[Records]
[Start]

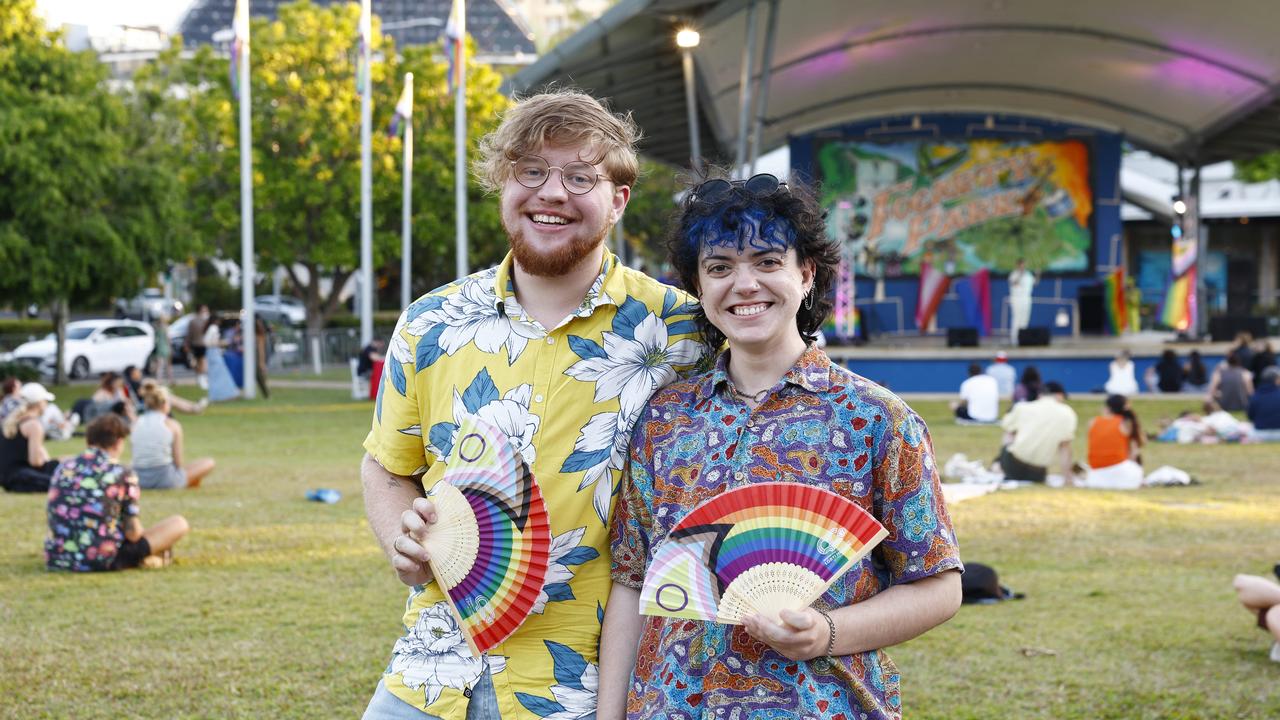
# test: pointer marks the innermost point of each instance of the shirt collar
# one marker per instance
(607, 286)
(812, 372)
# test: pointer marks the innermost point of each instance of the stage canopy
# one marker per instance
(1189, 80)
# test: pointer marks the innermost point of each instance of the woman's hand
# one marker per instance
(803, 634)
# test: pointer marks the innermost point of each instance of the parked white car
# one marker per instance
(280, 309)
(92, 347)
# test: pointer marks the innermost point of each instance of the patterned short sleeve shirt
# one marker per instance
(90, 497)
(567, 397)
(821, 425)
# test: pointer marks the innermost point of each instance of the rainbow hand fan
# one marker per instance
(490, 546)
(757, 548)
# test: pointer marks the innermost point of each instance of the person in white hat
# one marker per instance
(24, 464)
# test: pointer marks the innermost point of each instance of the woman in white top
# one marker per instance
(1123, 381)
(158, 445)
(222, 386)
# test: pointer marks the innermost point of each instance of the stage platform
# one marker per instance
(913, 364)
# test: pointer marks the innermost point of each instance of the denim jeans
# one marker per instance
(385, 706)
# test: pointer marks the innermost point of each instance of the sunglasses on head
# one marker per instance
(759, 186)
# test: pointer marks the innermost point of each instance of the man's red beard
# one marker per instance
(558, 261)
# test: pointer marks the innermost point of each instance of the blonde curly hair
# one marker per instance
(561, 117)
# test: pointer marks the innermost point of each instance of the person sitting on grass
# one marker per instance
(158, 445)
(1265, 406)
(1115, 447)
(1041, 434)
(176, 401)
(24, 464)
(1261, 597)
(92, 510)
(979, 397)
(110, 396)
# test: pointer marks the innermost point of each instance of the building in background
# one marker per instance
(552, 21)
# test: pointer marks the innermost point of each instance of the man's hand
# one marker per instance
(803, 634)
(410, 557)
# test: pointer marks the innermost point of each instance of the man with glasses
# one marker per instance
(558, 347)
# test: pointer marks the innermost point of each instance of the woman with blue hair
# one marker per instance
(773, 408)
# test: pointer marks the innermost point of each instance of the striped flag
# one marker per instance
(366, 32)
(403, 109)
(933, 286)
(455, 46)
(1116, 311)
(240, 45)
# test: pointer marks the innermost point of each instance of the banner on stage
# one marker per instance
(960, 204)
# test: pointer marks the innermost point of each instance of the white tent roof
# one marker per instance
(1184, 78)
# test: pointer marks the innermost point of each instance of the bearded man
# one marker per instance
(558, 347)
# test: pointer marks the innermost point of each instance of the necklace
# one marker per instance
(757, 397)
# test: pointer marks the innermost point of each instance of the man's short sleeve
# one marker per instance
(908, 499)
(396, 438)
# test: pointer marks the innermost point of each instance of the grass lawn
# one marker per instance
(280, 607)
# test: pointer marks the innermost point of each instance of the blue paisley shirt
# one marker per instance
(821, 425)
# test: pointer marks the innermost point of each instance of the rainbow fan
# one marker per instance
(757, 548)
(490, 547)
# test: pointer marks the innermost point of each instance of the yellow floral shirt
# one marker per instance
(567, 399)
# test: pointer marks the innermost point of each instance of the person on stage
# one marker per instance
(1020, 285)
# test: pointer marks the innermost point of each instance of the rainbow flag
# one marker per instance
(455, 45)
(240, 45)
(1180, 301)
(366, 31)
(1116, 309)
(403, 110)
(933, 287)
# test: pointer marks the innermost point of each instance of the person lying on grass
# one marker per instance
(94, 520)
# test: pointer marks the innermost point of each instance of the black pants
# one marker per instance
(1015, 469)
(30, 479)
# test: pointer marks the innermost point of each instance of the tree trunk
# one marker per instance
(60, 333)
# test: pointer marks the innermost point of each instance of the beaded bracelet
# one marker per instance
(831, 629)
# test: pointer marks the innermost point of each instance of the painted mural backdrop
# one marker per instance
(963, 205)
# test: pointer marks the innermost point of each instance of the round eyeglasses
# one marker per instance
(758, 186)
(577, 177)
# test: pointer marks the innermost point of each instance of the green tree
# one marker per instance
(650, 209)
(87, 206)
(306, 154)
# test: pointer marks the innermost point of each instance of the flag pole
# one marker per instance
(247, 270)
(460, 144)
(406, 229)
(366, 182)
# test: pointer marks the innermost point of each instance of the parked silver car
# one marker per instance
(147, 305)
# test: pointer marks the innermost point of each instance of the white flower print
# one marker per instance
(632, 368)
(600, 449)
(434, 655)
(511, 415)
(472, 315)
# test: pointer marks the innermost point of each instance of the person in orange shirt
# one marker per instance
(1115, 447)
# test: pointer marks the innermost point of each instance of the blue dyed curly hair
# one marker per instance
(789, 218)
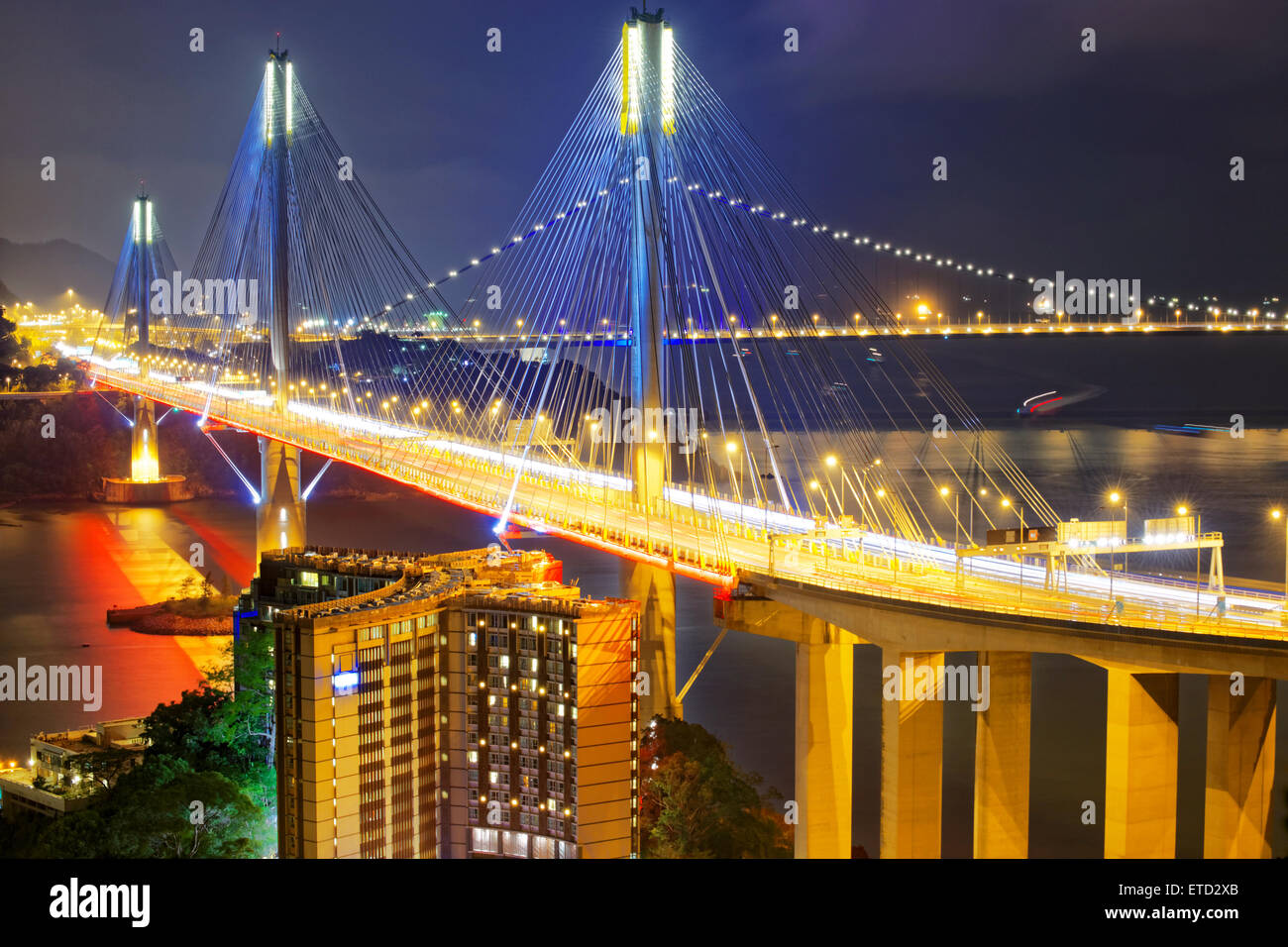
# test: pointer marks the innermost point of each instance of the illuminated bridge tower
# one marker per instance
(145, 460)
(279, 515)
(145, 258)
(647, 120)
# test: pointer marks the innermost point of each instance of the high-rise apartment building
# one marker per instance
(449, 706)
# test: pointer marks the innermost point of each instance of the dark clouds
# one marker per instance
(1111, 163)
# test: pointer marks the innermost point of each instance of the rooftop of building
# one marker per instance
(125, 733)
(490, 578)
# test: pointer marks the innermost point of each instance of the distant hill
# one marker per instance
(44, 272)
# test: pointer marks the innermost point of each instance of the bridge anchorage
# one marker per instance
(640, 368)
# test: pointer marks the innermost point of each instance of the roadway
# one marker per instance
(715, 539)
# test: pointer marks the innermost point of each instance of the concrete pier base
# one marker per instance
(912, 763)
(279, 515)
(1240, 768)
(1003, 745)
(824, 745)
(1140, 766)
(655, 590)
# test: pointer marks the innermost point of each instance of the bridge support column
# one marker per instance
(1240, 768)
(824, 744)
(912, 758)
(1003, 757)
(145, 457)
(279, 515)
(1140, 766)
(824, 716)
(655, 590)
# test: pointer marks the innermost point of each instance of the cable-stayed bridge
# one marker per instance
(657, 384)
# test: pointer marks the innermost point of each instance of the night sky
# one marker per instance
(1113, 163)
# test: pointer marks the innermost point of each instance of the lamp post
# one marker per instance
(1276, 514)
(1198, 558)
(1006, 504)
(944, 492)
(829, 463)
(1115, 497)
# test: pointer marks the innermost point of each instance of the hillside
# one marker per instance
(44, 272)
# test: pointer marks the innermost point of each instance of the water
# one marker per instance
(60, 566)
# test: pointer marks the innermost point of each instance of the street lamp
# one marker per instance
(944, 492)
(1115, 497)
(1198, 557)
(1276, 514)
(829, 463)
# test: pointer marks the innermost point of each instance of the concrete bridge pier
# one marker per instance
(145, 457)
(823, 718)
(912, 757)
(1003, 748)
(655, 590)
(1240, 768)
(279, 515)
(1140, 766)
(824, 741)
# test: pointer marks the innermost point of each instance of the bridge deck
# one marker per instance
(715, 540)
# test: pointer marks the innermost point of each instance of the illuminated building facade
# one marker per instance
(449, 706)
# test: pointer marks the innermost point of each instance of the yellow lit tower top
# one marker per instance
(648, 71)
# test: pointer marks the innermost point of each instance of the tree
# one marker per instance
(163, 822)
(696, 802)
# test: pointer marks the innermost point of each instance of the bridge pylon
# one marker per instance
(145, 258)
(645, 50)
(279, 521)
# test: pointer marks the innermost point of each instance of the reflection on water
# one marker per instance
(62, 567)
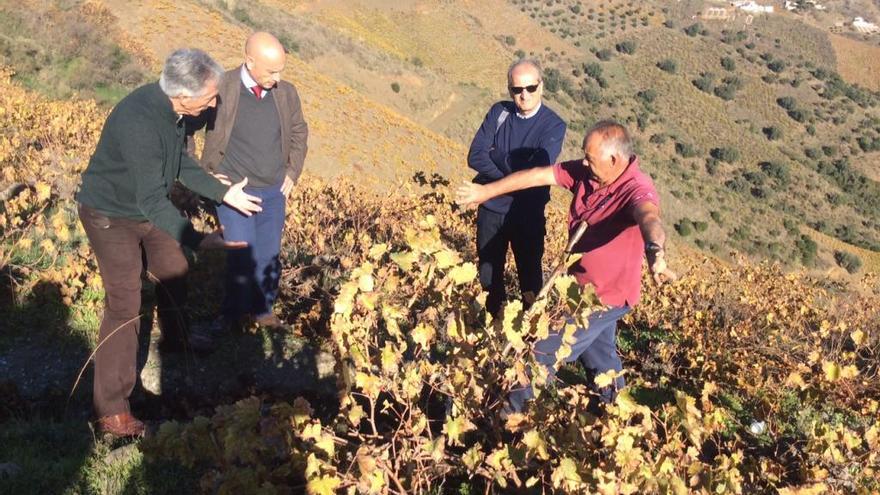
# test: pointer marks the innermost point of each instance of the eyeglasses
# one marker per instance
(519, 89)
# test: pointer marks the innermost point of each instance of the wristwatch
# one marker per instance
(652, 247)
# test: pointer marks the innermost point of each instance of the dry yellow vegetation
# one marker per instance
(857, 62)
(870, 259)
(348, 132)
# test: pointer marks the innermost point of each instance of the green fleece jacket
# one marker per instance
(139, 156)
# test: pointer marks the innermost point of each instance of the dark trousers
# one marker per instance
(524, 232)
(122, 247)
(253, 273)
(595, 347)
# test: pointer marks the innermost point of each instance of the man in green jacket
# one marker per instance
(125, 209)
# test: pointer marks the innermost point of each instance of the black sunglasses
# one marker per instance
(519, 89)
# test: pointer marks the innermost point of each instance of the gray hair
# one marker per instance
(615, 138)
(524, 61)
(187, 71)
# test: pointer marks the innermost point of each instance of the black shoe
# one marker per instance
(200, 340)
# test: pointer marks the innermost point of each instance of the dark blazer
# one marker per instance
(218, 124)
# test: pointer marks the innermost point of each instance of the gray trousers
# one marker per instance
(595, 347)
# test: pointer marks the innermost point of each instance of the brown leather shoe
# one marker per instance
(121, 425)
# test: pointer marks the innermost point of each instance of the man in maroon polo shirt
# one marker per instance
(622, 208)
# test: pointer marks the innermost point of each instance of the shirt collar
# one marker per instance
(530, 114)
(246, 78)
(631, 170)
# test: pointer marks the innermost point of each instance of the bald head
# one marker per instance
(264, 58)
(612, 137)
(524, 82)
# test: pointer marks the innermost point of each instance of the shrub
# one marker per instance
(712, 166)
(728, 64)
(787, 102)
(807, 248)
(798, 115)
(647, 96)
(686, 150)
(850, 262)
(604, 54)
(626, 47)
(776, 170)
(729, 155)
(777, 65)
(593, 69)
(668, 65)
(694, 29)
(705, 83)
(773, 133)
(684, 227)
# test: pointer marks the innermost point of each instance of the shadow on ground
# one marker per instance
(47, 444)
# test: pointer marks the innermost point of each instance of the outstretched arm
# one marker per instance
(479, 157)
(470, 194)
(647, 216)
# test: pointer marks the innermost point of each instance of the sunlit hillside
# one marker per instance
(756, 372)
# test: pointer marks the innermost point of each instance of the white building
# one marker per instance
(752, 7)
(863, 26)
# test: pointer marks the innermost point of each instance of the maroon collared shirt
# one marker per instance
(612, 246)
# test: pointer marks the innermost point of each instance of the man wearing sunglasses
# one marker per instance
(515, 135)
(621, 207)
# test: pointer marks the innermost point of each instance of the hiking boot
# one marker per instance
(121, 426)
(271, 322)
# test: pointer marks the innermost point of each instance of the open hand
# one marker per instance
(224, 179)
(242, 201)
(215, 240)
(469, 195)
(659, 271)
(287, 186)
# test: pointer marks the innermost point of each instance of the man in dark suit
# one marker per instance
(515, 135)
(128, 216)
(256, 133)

[End]

GIVEN INSTRUCTION
Transcribe the records above exactly, but only from the line that contains "the outstretched arm" through their final line, inclusive.

SOLVED EXERCISE
# test: pointer marks the innermost point of each instance of the outstretched arm
# one marker per instance
(479, 157)
(470, 194)
(647, 216)
# test: pointer marks the innermost point of each instance of the sunlit hillside
# one marker per instance
(756, 372)
# test: pointer marks the innermost point of each instance of the white building
# one marker per instance
(752, 7)
(863, 26)
# test: pointer marks the innermost point of each instance of the maroon collared shirt
# one marker per instance
(612, 246)
# test: pointer marks the innermost point of each instance of the man wearing sunglasses
# one marker per instance
(515, 135)
(621, 207)
# test: pointer marks the innermost point of each instance of the hiking boot
# one marker per instance
(121, 426)
(271, 322)
# test: pointer marks the innermost point of each instance of the open hand
# one marker per instance
(224, 179)
(242, 201)
(215, 240)
(469, 195)
(659, 271)
(287, 186)
# test: pointer marks the innermost point of each instance of the man in dark suit
# one marker per instance
(515, 135)
(128, 216)
(256, 133)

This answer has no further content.